## [Given request]
Convert every line of the entries below into a JSON list of strings, with one string for each line and blank lines omitted.

## [Extracted data]
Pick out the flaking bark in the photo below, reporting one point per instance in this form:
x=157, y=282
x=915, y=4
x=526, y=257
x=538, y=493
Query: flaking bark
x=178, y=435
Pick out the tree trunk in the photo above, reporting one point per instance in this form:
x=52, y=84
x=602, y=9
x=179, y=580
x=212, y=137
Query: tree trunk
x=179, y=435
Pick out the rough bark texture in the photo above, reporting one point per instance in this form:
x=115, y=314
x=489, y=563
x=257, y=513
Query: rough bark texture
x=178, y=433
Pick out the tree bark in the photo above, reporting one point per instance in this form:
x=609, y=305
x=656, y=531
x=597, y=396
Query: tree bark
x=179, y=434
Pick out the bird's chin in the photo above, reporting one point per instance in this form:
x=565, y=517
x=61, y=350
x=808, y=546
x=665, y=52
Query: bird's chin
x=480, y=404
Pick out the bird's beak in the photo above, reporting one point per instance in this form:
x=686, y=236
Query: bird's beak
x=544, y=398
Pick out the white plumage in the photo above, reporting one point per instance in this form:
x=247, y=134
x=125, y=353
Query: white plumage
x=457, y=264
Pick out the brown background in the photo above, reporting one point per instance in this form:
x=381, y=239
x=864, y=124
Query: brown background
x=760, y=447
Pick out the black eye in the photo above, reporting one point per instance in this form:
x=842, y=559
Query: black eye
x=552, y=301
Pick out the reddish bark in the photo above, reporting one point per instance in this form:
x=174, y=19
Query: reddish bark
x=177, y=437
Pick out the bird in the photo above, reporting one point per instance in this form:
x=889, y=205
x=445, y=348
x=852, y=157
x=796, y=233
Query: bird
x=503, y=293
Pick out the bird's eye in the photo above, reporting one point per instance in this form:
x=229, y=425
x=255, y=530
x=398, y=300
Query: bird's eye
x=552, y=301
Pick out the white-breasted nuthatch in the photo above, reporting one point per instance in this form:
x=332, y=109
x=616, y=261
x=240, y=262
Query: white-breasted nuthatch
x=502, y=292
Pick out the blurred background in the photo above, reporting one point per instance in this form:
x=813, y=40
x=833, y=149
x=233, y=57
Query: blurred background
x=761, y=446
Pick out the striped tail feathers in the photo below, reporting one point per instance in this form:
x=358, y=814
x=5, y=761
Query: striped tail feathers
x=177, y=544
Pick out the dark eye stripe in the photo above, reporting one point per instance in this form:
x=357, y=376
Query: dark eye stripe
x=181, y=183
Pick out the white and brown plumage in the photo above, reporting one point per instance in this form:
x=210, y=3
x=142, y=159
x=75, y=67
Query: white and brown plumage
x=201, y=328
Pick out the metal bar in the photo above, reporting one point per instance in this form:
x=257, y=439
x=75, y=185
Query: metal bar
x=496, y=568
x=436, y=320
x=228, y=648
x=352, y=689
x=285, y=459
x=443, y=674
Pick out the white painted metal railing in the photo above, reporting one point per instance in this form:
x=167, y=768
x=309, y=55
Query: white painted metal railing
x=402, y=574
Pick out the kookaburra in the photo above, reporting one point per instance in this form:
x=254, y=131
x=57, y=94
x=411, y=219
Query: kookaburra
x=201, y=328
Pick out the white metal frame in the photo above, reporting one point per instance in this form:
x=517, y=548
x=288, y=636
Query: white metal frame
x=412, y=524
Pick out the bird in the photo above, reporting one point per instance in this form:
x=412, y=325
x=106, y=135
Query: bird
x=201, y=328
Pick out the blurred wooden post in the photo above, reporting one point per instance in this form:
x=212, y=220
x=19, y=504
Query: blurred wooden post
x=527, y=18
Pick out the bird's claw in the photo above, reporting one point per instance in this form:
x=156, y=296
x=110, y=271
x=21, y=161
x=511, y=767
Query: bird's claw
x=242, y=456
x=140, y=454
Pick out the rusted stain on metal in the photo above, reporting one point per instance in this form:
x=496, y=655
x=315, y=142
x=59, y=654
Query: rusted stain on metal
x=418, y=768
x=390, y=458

## [Exercise response]
[
  "Pick out the flaking bark in the photo below, reporting one point per instance in this form:",
  "x=157, y=282",
  "x=915, y=4",
  "x=526, y=257",
  "x=538, y=493",
  "Query: flaking bark",
  "x=178, y=435",
  "Pick out the tree trunk in the photo above, reporting one point per instance in this form:",
  "x=52, y=84",
  "x=602, y=9",
  "x=179, y=580",
  "x=212, y=137",
  "Query: tree trunk",
  "x=179, y=435",
  "Pick out the rough bark texture in the photo above, reporting one point per instance in this form:",
  "x=115, y=314",
  "x=489, y=563",
  "x=257, y=513",
  "Query: rough bark texture",
  "x=178, y=433",
  "Pick out the tree bark in the photo above, reporting one point per instance in this form:",
  "x=609, y=305",
  "x=656, y=531",
  "x=597, y=396",
  "Query: tree bark",
  "x=179, y=434",
  "Pick out the bird's chin in the photo above, reporting one point per instance in this form:",
  "x=565, y=517",
  "x=61, y=350",
  "x=808, y=546",
  "x=665, y=52",
  "Query: bird's chin",
  "x=480, y=404",
  "Pick out the bird's beak in the photo above, reporting one point per instance in this form:",
  "x=686, y=236",
  "Query: bird's beak",
  "x=544, y=398",
  "Pick out the white plumage in the photo above, reporting one point per instance in this form:",
  "x=247, y=134",
  "x=125, y=353",
  "Query: white plumage",
  "x=457, y=264",
  "Pick out the brown background in the photo above, reporting one point per instance in this form:",
  "x=381, y=239",
  "x=864, y=124",
  "Query: brown background",
  "x=760, y=447",
  "Pick out the black eye in the photo above, reporting one point per instance in this form:",
  "x=842, y=559",
  "Query: black eye",
  "x=552, y=301",
  "Pick out the reddish bark in the photo above, reporting one point per instance in this form:",
  "x=174, y=19",
  "Query: reddish bark",
  "x=177, y=437",
  "Pick out the bird in the photo above, reporting one point per instance in this form:",
  "x=889, y=205",
  "x=445, y=348",
  "x=852, y=157",
  "x=796, y=233",
  "Query: bird",
  "x=503, y=293",
  "Pick out the bird's eye in the photo above, reporting one point per instance in this form:",
  "x=229, y=425",
  "x=255, y=530",
  "x=398, y=300",
  "Query: bird's eye",
  "x=552, y=301",
  "Pick out the white-breasted nuthatch in the photo above, reporting one point per instance in this form:",
  "x=332, y=109",
  "x=616, y=261",
  "x=240, y=262",
  "Query: white-breasted nuthatch",
  "x=502, y=292",
  "Pick out the blurred background in the photo above, reporting one point per instance in this form:",
  "x=813, y=40",
  "x=833, y=149",
  "x=233, y=57",
  "Query: blurred background",
  "x=761, y=446",
  "Pick out the striped tail feathers in the photo below, reporting one point per instance in this form:",
  "x=358, y=814",
  "x=5, y=761",
  "Query: striped tail feathers",
  "x=177, y=544",
  "Pick out the dark eye stripe in the photo above, reporting one point per instance in this form:",
  "x=357, y=376",
  "Query: dark eye stripe",
  "x=181, y=183",
  "Pick out the white and brown plumage in the photo above, reporting one point per instance in this form:",
  "x=210, y=3",
  "x=142, y=159",
  "x=75, y=67",
  "Query: white and brown plumage",
  "x=201, y=328",
  "Pick out the metal bar in the photo above, reporting one point per instance in this form:",
  "x=257, y=439",
  "x=75, y=185",
  "Query: metal bar",
  "x=496, y=568",
  "x=436, y=320",
  "x=228, y=648",
  "x=352, y=689",
  "x=285, y=459",
  "x=443, y=674",
  "Pick out the white painted metal railing in the photo above, reporting one point per instance in this form:",
  "x=167, y=768",
  "x=309, y=55",
  "Query: white painted metal railing",
  "x=402, y=574",
  "Pick out the kookaburra in the photo above, reporting one point per instance in this form:",
  "x=254, y=131",
  "x=57, y=94",
  "x=411, y=219",
  "Query: kookaburra",
  "x=201, y=328",
  "Pick out the white metal frame in the photo above, reporting one point per instance in this form:",
  "x=517, y=548",
  "x=288, y=636",
  "Query: white metal frame",
  "x=412, y=524",
  "Pick out the bird in the photo above, reporting one point per instance in this form:",
  "x=412, y=325",
  "x=106, y=135",
  "Query: bird",
  "x=201, y=328",
  "Pick out the blurred wooden post in the photo above, reporting one point per instance in this form:",
  "x=212, y=220",
  "x=19, y=504",
  "Query: blurred wooden post",
  "x=527, y=18",
  "Pick out the bird's claw in the photo above, reporting one point per instance in this form:",
  "x=156, y=296",
  "x=110, y=271",
  "x=21, y=161",
  "x=511, y=767",
  "Query: bird's claw",
  "x=242, y=456",
  "x=140, y=454",
  "Pick out the rusted stain on metal in the photo above, reporting one point per instance in this form:",
  "x=496, y=655",
  "x=315, y=142",
  "x=59, y=654",
  "Query: rusted stain on metal",
  "x=418, y=768",
  "x=390, y=458"
]